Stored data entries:
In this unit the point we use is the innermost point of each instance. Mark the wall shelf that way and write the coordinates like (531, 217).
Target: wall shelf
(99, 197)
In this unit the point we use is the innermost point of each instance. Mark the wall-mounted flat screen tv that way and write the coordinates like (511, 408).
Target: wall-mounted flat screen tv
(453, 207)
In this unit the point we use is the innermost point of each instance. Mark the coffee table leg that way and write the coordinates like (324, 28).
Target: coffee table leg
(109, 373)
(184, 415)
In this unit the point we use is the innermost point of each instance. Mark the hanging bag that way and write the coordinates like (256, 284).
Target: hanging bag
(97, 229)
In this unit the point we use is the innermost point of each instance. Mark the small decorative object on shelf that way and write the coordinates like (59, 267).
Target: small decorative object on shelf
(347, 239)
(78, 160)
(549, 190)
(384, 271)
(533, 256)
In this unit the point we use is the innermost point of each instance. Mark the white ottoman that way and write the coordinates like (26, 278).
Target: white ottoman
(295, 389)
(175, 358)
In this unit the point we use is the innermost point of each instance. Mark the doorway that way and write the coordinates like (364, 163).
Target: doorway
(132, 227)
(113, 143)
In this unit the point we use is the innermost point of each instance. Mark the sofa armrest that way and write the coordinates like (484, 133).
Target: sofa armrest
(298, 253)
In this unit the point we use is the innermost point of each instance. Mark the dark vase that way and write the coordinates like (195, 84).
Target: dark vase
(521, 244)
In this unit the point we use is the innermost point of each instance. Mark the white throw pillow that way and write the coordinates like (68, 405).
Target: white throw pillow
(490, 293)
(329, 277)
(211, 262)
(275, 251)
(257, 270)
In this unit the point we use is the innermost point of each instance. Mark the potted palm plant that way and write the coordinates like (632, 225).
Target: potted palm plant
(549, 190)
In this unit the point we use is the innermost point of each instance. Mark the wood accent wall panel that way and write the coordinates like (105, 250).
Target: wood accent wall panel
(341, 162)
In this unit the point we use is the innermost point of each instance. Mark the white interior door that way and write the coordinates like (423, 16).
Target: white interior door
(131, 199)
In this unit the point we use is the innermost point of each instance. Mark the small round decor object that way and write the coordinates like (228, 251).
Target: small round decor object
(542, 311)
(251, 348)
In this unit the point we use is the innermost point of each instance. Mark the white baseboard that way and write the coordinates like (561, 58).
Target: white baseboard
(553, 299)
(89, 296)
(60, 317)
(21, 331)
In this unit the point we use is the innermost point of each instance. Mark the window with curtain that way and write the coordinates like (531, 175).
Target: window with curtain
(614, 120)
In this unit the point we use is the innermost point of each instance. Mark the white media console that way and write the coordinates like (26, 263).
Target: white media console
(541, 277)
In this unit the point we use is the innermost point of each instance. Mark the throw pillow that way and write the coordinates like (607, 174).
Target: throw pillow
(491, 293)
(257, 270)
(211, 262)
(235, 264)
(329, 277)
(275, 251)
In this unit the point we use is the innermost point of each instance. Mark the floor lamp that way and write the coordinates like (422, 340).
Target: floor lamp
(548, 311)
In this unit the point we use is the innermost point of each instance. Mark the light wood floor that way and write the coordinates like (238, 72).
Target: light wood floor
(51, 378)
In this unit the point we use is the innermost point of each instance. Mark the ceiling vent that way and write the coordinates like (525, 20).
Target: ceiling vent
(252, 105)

## Problem details
Find "Target: wood accent wall panel" in the entries above and copy that whole line exactly, then each line after it through the line that contains "like (607, 174).".

## Completed task
Target: wood accent wall panel
(341, 162)
In this unit the point we use is the innermost point of each instance. Mark the white interior door that way and write the coordinates like (423, 16).
Target: white interior door
(131, 199)
In this unit the point we use is the innermost point of each instance. Mark the small round decor object that way and write the coordinates like (228, 251).
Target: small round decor object
(542, 311)
(251, 348)
In this unit the point we use is the innermost point of each instance. Mark the white baseboard that way and write the coordinates like (561, 58).
Target: white baseboard
(553, 299)
(89, 296)
(60, 317)
(21, 331)
In this unit the point we use is the innermost point of each instance. Mark the window with curtain that way and write the coordinates like (531, 175).
Target: window with curtain
(614, 120)
In this unit the point we use is the innermost point of each instance. Mark the white media console that way and write the coordinates like (26, 263).
Target: white media console
(541, 277)
In this unit the point we use is the innermost point of each instance. Mark the throw pillow that way and write the coordinates like (607, 174).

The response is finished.